# EXTRACT:
= = = =
Hyacinthe Jadin (27 April 1776 – 27 September 1800) was a French composer who came from a musical family. His uncle Georges Jadin was a composer in Versailles and Paris, along with his father Jean Jadin, who had played bassoon for the French Royal Orchestra.  He was one of five musical brothers, the best known of whom was Louis-Emmanuel Jadin.

Life and career
Jadin was born in Versailles. At the age of 9, Jadin's first composition, a Rondo for piano, was published in the Journal de Clavecin.  By the age of thirteen, Jadin had premiered his first work with the Concert Spirituel.

Jadin took a job in 1792 as assistant rehearsal pianist (Rezizativbegleiter) at the Theatre Feydeau. In this year he composed the Marche du siège de Lille ("March of the Siege of Lille"), commemorating the successful resistance of the citizens of Lille when besieged by Austrian forces. 
 
In 1794, Jadin published an overture for 13 wind instruments entitled Hymn to 21 January.  The piece commemorated the one-year anniversary of the execution of Citizen Capet (the name given to Louis XVI during his trial for treason).  In 1795, he began teaching a female piano class at the Paris Conservatoire.

From 1795 until his death Jadin suffered from tuberculosis. At the time of his death, he was impoverished.
= = = =
# EXERCISE SET:
[a] Find every line in the rows below that contains the string "texture", and copy each one out.
[b] Write the next part of the Hyacinthe Jadin biography, starting after its last sentence.

# ENTRIES SUPPLIED:
= = = =
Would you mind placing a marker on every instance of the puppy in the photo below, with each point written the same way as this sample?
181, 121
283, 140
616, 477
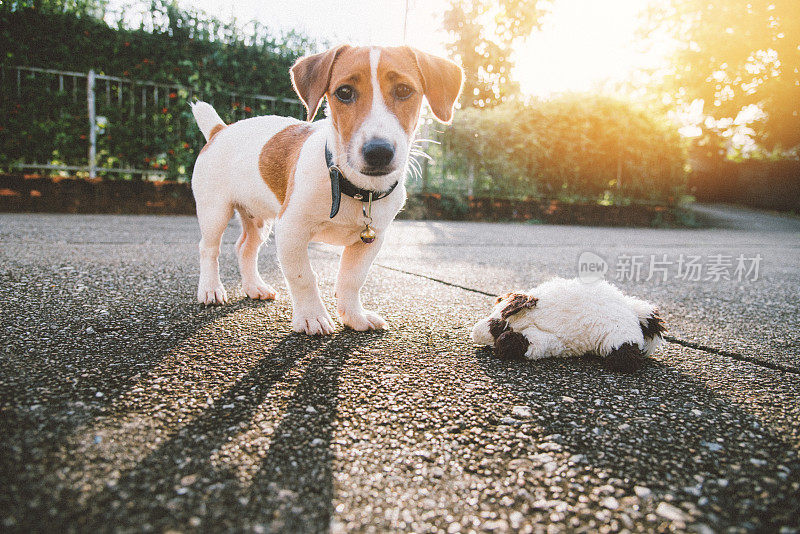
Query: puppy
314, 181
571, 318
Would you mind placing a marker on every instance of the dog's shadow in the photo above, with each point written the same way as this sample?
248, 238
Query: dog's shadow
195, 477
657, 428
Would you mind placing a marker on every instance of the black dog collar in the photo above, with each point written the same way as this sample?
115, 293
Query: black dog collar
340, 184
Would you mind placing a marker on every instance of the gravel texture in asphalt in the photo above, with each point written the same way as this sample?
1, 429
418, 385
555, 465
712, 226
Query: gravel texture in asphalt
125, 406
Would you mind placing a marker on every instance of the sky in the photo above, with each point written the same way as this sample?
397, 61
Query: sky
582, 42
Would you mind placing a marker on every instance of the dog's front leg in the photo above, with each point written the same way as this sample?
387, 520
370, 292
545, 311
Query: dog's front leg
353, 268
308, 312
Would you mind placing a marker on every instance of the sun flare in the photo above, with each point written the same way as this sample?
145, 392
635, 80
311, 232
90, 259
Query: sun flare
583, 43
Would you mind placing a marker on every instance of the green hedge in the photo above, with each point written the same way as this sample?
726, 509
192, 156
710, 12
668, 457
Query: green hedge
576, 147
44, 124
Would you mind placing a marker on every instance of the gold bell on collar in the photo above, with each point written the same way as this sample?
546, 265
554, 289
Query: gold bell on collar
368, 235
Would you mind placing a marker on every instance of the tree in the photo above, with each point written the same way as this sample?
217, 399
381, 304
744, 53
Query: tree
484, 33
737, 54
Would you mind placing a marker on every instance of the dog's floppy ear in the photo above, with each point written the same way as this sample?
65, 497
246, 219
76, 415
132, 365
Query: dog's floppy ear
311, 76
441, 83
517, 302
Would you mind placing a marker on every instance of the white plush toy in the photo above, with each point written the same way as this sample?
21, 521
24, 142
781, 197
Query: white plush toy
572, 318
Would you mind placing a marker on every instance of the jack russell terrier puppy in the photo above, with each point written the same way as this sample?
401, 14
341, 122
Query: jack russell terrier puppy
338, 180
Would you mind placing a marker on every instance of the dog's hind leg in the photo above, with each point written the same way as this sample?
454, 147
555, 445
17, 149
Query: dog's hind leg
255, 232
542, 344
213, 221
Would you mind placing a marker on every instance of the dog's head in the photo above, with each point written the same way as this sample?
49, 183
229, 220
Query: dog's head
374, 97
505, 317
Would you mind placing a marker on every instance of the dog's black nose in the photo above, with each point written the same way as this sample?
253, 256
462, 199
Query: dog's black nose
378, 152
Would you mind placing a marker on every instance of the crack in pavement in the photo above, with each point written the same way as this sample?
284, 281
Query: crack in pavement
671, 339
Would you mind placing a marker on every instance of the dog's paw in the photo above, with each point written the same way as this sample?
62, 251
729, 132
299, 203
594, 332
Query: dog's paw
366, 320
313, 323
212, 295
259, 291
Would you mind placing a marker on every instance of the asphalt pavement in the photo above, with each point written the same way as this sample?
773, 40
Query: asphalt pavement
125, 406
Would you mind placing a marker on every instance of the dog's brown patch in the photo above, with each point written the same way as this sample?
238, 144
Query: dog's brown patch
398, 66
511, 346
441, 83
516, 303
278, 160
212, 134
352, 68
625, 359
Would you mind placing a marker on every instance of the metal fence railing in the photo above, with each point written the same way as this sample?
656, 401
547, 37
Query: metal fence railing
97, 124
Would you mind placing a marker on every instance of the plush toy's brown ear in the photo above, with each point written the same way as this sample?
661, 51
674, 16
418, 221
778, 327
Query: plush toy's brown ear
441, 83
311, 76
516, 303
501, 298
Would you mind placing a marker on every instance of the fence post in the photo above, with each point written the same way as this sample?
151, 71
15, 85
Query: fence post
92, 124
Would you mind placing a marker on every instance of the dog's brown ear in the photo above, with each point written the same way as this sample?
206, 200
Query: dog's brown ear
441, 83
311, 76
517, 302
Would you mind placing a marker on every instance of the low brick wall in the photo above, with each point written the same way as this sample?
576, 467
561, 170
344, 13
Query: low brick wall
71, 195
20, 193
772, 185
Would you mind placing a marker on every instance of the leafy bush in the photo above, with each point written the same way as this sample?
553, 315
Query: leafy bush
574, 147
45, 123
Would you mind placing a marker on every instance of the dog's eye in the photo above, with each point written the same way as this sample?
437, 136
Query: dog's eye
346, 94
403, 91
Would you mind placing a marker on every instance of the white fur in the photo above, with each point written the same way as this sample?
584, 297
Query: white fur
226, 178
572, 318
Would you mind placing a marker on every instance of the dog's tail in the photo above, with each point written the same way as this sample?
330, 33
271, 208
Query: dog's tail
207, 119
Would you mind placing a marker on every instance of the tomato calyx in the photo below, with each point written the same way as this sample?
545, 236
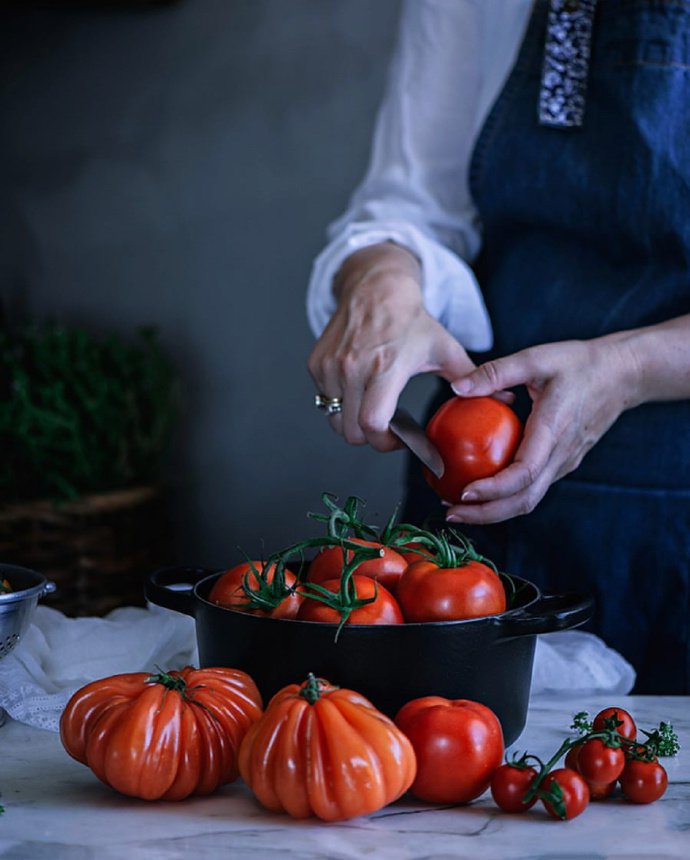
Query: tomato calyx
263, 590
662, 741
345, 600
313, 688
= = = =
# ANSWER LIST:
[a]
Would you mind placing a marker on every instance of the gravel texture in asphalt in the photo above, with each point written the same way as this sample?
Query: gravel texture in asphalt

[b]
Works
While chamber music formed a large part of Jadin's creative career, he is most well known for his progressive style of piano composition.  Jadin's works anticipated the music of Franz Schubert; his piano sonatas in particular display a proto-Romanticism, which in parts both rejected and extended the heritage of his Classical predecessors.

Orchestra
 Piano Concerto No. 1 (1796–97)
 Allegro brillante
 Adagio
 Rondeau - Allegretto
 Piano Concerto No. 2 in D minor (1796), accompanied by 2 violins, viola, double bass, flutes, oboes, bassoons, and horns 
 Allegro moderato
 Adagio
 Rondo - Allegro
 Piano Concerto No. 3 in A (1798), accompanied by 2 violins, viola, double bass, 2 flutes, 2 bassoons, and 2 horns
 Allegro moderato
 Rondo - Allegro

Concert band
 Ouverture pour instruments à vent (c. 1795)

Wind band with chorus
 Hymne du vingt-un janvier (1794), based on text by Charles Le Brun
 Chanson pour la fête de l'agriculture (1796), based on text by Ange Etienne Xavier Poisson de Lachabeaussière
 Hymne du dix germinal, based on text by Théodore Désorgues

Stage
 Le testament mal-entendu (1793), comédie mêlée d'ariettes in 2 acts, libretto by François Guillaume Ducray-Duminil
 Cange ou Le commissionnaire de Lazare (1794), fait historique in 1 act, libretto by André-Pépin Bellement

Piano
 Rondo (1785)
 Piano (or Harpsichord) Sonata No. 1 in D (1794), accompanied by violin
 Allegro
 Andantino un poco allegretto
 Menuet: Allegro
 Final: Presto
 Piano (or Harpsichord) Sonata No. 2 in B-flat (1794), accompanied by violin
 Allegro fieramente
 Rondo: Allegretto non tropo
 Piano (or Harpsichord) Sonata No. 3 in F minor (1794), accompanied by violin
 Allegretto poco agitato
 Adagio
 Menuet: Allegro
 Rondo: Allegro non tropo
 Piano Sonatas, op. 3 nos. 1-3 (1795)
 Piano Sonata in B-flat, op. 4 no. 1 (1795)
 Allegro
 Andante
 Finale: Presto
 Piano Sonata in F-sharp minor, op. 4 no. 2 (1795)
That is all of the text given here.